Beginning at the line containing "negative clicks: (381, 786) (421, 719)", output every line to the end of the data below exactly as it appears.

(Saved data entries)
★ ★ ★ ★ ★ ★ ★

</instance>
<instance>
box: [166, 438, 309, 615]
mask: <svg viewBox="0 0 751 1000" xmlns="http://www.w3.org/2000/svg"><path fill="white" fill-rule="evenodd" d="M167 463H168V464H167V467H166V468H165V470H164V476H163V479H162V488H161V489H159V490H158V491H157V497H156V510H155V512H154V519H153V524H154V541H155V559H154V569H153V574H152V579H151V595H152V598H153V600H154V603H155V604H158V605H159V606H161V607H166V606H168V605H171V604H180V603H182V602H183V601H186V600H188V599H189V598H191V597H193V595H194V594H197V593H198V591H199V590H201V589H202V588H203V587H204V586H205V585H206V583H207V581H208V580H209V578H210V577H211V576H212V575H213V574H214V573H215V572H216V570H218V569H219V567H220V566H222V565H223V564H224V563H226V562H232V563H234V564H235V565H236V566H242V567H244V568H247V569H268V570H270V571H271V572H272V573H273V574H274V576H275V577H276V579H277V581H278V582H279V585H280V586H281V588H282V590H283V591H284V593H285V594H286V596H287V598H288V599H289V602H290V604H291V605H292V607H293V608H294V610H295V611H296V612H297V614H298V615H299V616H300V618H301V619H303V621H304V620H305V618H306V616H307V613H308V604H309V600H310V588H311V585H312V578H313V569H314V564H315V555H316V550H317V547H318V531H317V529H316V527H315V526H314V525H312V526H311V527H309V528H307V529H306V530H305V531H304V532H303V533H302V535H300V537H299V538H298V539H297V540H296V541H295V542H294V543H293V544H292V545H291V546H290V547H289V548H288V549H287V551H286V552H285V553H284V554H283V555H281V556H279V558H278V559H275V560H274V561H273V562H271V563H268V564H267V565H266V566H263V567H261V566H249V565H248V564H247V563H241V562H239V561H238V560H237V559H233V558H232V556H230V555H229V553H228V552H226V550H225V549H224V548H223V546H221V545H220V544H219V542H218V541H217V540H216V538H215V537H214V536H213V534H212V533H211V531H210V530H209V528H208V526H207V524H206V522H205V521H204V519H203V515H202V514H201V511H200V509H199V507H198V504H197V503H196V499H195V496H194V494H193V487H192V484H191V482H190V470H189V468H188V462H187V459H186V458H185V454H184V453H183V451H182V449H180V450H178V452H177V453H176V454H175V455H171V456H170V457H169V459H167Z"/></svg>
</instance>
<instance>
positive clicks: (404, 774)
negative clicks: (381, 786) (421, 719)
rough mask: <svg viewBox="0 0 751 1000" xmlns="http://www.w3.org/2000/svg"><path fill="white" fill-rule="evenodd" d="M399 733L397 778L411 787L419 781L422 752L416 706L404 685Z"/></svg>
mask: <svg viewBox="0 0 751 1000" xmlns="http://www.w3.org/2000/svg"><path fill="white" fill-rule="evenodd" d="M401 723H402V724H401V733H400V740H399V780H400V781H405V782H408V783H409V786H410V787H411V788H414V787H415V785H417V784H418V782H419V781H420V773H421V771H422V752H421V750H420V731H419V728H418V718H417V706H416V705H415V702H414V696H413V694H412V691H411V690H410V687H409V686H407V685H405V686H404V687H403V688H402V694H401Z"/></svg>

★ ★ ★ ★ ★ ★ ★

**EXERCISE OUTPUT**
negative clicks: (381, 786) (421, 719)
rough mask: <svg viewBox="0 0 751 1000" xmlns="http://www.w3.org/2000/svg"><path fill="white" fill-rule="evenodd" d="M399 733L397 778L411 787L419 781L422 752L416 706L404 685Z"/></svg>
mask: <svg viewBox="0 0 751 1000" xmlns="http://www.w3.org/2000/svg"><path fill="white" fill-rule="evenodd" d="M401 723H402V724H401V733H400V740H399V780H400V781H405V782H408V783H409V786H410V787H411V788H414V787H415V785H417V784H418V782H419V781H420V773H421V771H422V752H421V750H420V731H419V728H418V718H417V706H416V705H415V702H414V696H413V694H412V691H411V690H410V687H409V686H407V685H405V686H404V687H403V688H402V694H401Z"/></svg>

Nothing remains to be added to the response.